§ **Supplied material**
====

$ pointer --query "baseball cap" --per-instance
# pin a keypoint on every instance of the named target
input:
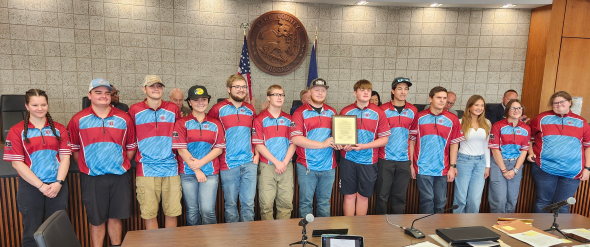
(399, 80)
(318, 82)
(196, 92)
(99, 82)
(151, 80)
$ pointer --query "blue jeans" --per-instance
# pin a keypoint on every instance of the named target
(433, 193)
(552, 188)
(311, 182)
(503, 194)
(469, 183)
(199, 198)
(239, 182)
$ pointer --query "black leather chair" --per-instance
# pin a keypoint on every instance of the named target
(57, 231)
(12, 108)
(85, 102)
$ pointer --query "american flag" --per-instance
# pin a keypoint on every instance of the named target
(244, 67)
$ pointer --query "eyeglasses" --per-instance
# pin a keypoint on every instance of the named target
(240, 87)
(559, 103)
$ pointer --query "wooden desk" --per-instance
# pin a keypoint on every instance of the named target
(374, 228)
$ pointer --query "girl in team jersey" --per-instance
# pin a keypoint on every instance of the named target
(39, 151)
(509, 142)
(199, 139)
(473, 160)
(560, 152)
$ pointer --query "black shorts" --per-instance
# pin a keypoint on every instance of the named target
(106, 197)
(355, 177)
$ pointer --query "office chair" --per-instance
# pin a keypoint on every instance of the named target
(12, 108)
(57, 231)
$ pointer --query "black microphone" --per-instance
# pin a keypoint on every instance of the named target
(557, 205)
(308, 218)
(415, 233)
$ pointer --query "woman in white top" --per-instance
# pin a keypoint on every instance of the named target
(473, 160)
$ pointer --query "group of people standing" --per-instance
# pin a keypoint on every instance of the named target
(185, 157)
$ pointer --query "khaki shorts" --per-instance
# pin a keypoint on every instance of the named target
(150, 190)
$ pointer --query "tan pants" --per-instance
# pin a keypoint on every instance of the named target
(273, 187)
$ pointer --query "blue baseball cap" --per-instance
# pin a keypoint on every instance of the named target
(99, 82)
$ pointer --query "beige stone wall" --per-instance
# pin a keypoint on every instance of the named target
(60, 45)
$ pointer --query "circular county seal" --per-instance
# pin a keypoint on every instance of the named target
(277, 42)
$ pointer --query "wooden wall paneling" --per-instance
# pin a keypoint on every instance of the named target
(553, 52)
(574, 70)
(577, 17)
(535, 60)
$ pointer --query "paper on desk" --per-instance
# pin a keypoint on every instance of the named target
(580, 232)
(536, 239)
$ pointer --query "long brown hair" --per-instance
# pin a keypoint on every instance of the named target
(38, 93)
(481, 119)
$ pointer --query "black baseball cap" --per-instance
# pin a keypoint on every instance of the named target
(318, 82)
(196, 92)
(399, 80)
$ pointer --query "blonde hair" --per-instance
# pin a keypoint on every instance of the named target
(481, 119)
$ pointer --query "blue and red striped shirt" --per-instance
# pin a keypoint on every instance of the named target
(153, 129)
(318, 127)
(433, 135)
(399, 123)
(371, 124)
(237, 124)
(273, 133)
(42, 152)
(560, 141)
(102, 143)
(199, 139)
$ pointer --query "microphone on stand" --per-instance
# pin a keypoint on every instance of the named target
(415, 233)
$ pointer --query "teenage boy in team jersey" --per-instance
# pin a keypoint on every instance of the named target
(311, 131)
(358, 166)
(103, 141)
(238, 161)
(395, 162)
(272, 136)
(157, 169)
(434, 143)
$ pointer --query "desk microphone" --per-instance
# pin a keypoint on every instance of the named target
(308, 218)
(415, 233)
(557, 205)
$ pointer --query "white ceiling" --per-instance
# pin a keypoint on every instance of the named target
(521, 4)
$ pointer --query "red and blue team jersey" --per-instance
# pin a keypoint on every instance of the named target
(153, 129)
(42, 152)
(199, 139)
(560, 142)
(399, 123)
(237, 124)
(509, 139)
(371, 124)
(102, 143)
(273, 133)
(318, 127)
(433, 135)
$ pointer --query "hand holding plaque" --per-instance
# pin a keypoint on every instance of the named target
(344, 130)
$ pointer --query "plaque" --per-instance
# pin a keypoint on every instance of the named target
(344, 130)
(277, 42)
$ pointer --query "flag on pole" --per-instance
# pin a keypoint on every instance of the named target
(244, 67)
(313, 64)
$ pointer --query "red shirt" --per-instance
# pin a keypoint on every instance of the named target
(42, 152)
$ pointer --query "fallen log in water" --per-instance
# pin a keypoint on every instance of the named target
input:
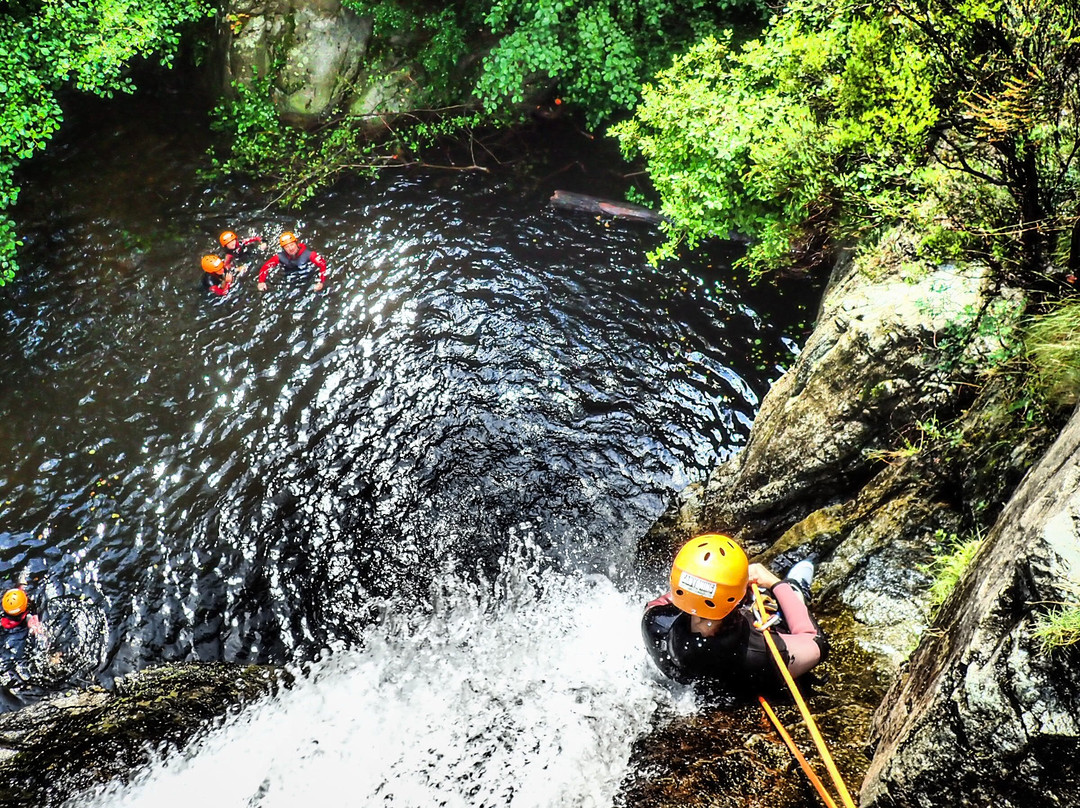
(597, 206)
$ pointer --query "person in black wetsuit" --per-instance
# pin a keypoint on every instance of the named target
(703, 630)
(295, 257)
(238, 251)
(16, 622)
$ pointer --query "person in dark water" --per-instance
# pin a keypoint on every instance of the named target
(704, 630)
(295, 257)
(237, 251)
(216, 278)
(16, 623)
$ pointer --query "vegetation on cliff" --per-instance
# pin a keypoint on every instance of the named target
(962, 120)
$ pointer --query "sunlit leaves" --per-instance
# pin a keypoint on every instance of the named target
(822, 115)
(85, 44)
(596, 52)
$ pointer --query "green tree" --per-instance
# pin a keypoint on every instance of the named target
(85, 44)
(597, 52)
(960, 118)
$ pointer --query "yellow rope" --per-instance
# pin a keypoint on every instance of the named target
(798, 755)
(819, 741)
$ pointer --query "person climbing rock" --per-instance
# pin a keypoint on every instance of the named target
(296, 258)
(238, 251)
(16, 622)
(216, 277)
(703, 629)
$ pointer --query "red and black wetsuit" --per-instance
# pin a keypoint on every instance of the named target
(241, 252)
(737, 657)
(13, 634)
(300, 263)
(216, 283)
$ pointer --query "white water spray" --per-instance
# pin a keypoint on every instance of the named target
(532, 701)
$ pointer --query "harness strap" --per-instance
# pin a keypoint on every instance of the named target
(811, 726)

====

Please collect every line of the data above that contains the word "team", matching case exactly.

$ pointer --query "girl in team jersey" --per-instance
$ pointer --query "teenage boy in team jersey" --per-instance
$ pointer --query "red and blue team jersey" --per-instance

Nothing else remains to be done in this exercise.